* EXTRACTED DATA *

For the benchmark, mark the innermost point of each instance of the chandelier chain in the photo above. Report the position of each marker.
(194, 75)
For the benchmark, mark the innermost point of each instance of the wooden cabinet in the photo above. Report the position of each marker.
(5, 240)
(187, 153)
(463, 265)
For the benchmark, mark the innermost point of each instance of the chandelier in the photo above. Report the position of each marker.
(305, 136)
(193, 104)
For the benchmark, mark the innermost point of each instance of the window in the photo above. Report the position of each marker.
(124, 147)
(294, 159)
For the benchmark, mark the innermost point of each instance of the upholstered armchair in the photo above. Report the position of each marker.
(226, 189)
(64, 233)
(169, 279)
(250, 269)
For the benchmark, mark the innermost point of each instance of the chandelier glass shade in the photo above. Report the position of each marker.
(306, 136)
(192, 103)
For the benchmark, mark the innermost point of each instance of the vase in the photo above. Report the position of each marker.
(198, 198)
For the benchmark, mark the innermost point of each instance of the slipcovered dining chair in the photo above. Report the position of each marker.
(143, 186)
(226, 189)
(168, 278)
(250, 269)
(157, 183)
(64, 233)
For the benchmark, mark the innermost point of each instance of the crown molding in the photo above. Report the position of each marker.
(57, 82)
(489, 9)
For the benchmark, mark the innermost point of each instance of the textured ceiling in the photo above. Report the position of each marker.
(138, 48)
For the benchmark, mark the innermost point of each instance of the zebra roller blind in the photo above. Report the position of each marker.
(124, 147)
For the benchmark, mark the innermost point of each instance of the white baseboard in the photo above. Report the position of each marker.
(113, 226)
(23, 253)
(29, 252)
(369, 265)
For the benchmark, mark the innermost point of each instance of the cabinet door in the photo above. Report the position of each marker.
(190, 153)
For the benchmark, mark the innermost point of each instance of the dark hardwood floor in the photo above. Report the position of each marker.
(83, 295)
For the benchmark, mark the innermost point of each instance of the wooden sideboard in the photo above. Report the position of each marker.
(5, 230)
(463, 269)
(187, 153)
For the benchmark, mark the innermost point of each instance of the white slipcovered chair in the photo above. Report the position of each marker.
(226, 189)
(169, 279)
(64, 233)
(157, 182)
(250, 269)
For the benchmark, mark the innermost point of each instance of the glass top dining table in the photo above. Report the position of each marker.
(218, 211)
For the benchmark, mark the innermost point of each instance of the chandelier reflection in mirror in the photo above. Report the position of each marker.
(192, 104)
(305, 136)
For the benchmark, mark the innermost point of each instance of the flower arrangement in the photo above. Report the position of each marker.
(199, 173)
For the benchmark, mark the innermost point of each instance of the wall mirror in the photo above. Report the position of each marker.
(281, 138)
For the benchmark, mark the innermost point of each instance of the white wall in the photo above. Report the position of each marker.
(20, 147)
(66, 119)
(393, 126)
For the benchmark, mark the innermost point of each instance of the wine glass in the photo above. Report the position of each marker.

* THE PROBLEM *
Output all of the data again, exactly.

* FINISHED TASK *
For the benchmark, mark the innermost point of each instance of the chandelier chain in the photo above. Report the position of each marker.
(194, 75)
For the benchmark, mark the innermost point of each instance of the wooden cabinet in the photo above. Report the position of each marker.
(5, 240)
(187, 153)
(463, 265)
For the benchmark, mark the innermost point of each instance of the chandelier in the photo above. Report the position of each marker.
(305, 136)
(193, 104)
For the benchmark, mark the innermost point of each instance of the window in the photo above. Report the position of each marker.
(124, 147)
(294, 159)
For the benchmark, mark the innermost point of each instance of the upholstered armchair in the photo above. Report the position of each marker.
(226, 189)
(64, 233)
(169, 279)
(250, 269)
For the benchmark, mark the innermost point of each instance of the chandelier glass shade in the photo above. Report the position of each marker.
(306, 136)
(192, 103)
For the benchmark, mark the innermost point of each instance of the vase in the photo above. Report the position of each marker.
(198, 198)
For the benchmark, mark the innermost point of each instance of the slipcovered dining chair in the photo above. Report the position of each marker.
(143, 186)
(226, 189)
(168, 278)
(250, 269)
(157, 183)
(64, 233)
For the benchmark, mark the innermost point of each instance of the crown molding in the photo above. Report the position of each marker.
(57, 82)
(489, 9)
For the benchmark, mark the innermost point of each instance of the textured ceiling in the photo above. Report the position of each marker.
(138, 48)
For the benchmark, mark the innermost point of each instance of the zebra roller blind in the photo above. Report the position of each marker.
(124, 147)
For the benchmark, mark the innermost point of each instance of the white baseboard in the photo above. Report the position of each marker.
(113, 226)
(23, 253)
(29, 252)
(369, 265)
For the benchmark, mark the innermost point of each instance of the cabinet door in the photo above. Report the position of each marker.
(190, 153)
For the benchmark, mark the innermost point of each instance of the dark hardwood floor in the photo above. Report the position of each marker.
(83, 295)
For the benchmark, mark the innermost point of each instance of the wooden sideboard in the photo above. Report the position of each marker.
(5, 230)
(463, 269)
(187, 153)
For the benchmark, mark the innermost point of each instance of the white slipcovered chair in the photo above. Report the position of each marker.
(226, 189)
(169, 279)
(64, 233)
(157, 182)
(250, 269)
For the benchmark, mark the innermost point of each instance of the glass top dining table in the photo above. Report the position of each marker.
(218, 211)
For the benchmark, mark the innermost point of each instance of the chandelier reflection in mirror in the photo above. Report the position of each marker.
(192, 104)
(305, 136)
For the benchmark, mark the innermost point of each instance of the flower arrangement in the photo above. Report the position of each marker.
(199, 173)
For the benchmark, mark the innermost point of each instance of the wall mirror in the photo above. Report the position of each marker.
(281, 138)
For the benchmark, mark the innermost point of each instance of the white wall in the photo above. Report the position of each marker.
(20, 147)
(66, 119)
(393, 126)
For the benchmark, mark the innermost point of each instance of the wine glass in the photo above. Report the position of each marker.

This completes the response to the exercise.